*** Task inputs ***
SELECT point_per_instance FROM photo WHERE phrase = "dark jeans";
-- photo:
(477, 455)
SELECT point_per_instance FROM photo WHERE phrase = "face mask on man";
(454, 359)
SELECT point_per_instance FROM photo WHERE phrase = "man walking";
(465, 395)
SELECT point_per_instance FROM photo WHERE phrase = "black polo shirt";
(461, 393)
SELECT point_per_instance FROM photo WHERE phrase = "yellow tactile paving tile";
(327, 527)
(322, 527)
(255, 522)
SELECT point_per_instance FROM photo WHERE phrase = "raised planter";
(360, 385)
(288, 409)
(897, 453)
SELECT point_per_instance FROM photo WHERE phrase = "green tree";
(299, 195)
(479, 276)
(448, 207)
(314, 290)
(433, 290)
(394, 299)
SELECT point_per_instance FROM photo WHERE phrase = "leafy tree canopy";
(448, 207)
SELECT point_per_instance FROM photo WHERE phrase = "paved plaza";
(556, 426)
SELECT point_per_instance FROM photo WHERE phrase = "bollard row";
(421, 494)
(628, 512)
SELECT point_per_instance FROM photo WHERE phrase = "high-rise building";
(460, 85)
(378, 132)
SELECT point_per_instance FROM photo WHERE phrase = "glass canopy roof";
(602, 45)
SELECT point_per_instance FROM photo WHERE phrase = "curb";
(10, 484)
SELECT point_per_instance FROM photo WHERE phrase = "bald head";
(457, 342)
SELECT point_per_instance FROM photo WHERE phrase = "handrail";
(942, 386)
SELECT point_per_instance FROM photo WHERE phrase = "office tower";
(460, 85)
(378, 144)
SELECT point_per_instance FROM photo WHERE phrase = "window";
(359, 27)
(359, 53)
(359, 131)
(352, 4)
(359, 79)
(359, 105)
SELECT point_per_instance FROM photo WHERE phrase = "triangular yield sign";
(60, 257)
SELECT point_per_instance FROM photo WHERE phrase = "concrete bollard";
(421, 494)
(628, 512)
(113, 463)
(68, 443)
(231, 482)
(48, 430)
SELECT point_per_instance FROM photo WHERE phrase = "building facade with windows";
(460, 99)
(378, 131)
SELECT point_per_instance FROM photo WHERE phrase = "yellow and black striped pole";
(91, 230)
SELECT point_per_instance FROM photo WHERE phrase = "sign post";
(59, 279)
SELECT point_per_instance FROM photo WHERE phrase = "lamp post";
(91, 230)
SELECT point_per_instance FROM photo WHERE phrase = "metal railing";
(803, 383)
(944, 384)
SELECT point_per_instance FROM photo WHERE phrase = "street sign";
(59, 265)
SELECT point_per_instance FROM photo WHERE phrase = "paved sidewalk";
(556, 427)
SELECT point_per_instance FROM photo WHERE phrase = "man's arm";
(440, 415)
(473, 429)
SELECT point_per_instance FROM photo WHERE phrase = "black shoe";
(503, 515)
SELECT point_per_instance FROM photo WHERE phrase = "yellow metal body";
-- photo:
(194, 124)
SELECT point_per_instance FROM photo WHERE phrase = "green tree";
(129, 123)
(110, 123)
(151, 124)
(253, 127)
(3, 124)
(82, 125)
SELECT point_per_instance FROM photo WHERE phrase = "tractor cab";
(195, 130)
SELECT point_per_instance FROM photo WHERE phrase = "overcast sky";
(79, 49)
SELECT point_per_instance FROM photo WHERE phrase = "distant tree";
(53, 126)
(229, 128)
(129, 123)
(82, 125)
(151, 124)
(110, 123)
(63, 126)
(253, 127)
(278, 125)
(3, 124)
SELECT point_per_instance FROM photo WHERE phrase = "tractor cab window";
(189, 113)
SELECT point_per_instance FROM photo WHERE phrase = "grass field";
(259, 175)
***
**Task item:**
Retyping the data above exactly and in full is the task.

**Exercise answer:**
SELECT point_per_instance FROM photo WHERE phrase = "dark jeans";
-- photo:
(477, 455)
SELECT point_per_instance FROM photo WHERE phrase = "face mask on man";
(454, 359)
SELECT point_per_instance FROM photo WHERE phrase = "man walking";
(465, 395)
SELECT point_per_instance FROM photo WHERE phrase = "black polo shirt";
(461, 393)
SELECT point_per_instance FROM photo WHERE phrase = "yellow tactile paving tile";
(327, 527)
(322, 527)
(255, 522)
SELECT point_per_instance FROM photo WHERE phrase = "raised planter";
(360, 385)
(288, 409)
(897, 453)
SELECT point_per_instance FROM photo WHERE phrase = "green tree";
(299, 195)
(479, 276)
(448, 207)
(314, 290)
(433, 290)
(394, 299)
SELECT point_per_instance FROM photo WHERE phrase = "leafy tree canopy";
(448, 207)
SELECT point_per_instance FROM photo WHERE phrase = "paved plaza";
(556, 426)
SELECT point_per_instance FROM photo WHERE phrase = "bollard row";
(421, 494)
(628, 512)
SELECT point_per_instance FROM photo WHERE phrase = "high-rise building";
(460, 85)
(378, 132)
SELECT point_per_instance FROM photo WHERE phrase = "glass canopy roof";
(602, 45)
SELECT point_per_instance FROM photo WHERE phrase = "curb";
(10, 484)
SELECT point_per_instance FROM photo WHERE phrase = "bald head";
(457, 342)
SELECT point_per_instance FROM photo WHERE phrase = "handrail";
(942, 386)
SELECT point_per_instance FROM photo WHERE phrase = "office tower";
(460, 85)
(378, 144)
SELECT point_per_instance FROM photo WHERE phrase = "window";
(359, 27)
(359, 53)
(359, 131)
(352, 4)
(359, 79)
(359, 105)
SELECT point_per_instance FROM photo WHERE phrase = "triangular yield sign";
(60, 257)
SELECT point_per_instance FROM photo WHERE phrase = "concrete bollard";
(421, 494)
(628, 512)
(113, 463)
(68, 443)
(231, 482)
(48, 430)
SELECT point_per_instance FROM photo WHERE phrase = "building facade with windows";
(460, 99)
(378, 131)
SELECT point_per_instance FROM photo WHERE phrase = "yellow and black striped pole";
(91, 230)
SELECT point_per_instance FROM photo WHERE phrase = "sign post";
(59, 279)
SELECT point_per_instance FROM photo WHERE phrase = "lamp post";
(91, 230)
SELECT point_per_instance FROM photo WHERE phrase = "metal railing";
(803, 383)
(944, 384)
SELECT point_per_instance FROM photo WHERE phrase = "street sign";
(59, 265)
SELECT point_per_instance FROM photo WHERE phrase = "paved sidewalk";
(556, 427)
SELECT point_per_instance FROM photo WHERE phrase = "man's arm";
(440, 415)
(473, 429)
SELECT point_per_instance FROM photo WHERE phrase = "black shoe";
(503, 515)
SELECT point_per_instance FROM photo WHERE phrase = "yellow metal body";
-- photo:
(194, 124)
SELECT point_per_instance FROM photo WHERE phrase = "green tree";
(129, 123)
(110, 123)
(151, 124)
(253, 127)
(3, 124)
(82, 125)
SELECT point_per_instance FROM photo WHERE phrase = "tractor cab";
(195, 130)
SELECT point_per_instance FROM photo WHERE phrase = "overcast sky";
(79, 49)
SELECT point_per_instance FROM photo WHERE phrase = "distant tree";
(53, 126)
(229, 128)
(129, 123)
(82, 125)
(151, 124)
(110, 123)
(63, 126)
(253, 127)
(278, 125)
(3, 124)
SELECT point_per_instance FROM photo WHERE phrase = "tractor cab window";
(189, 113)
SELECT point_per_instance FROM photo WHERE phrase = "grass field";
(259, 175)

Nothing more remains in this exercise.